## TASK OBJECTIVE:
Return the records in full, exactly as given.
begin
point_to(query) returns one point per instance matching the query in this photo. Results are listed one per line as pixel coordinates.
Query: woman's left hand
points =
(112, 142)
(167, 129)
end
## REPLY:
point_to(query) returns one point per instance matching the query in this photo. Results are listed one per line as pixel coordinates.
Query: woman's left hand
points =
(112, 142)
(167, 129)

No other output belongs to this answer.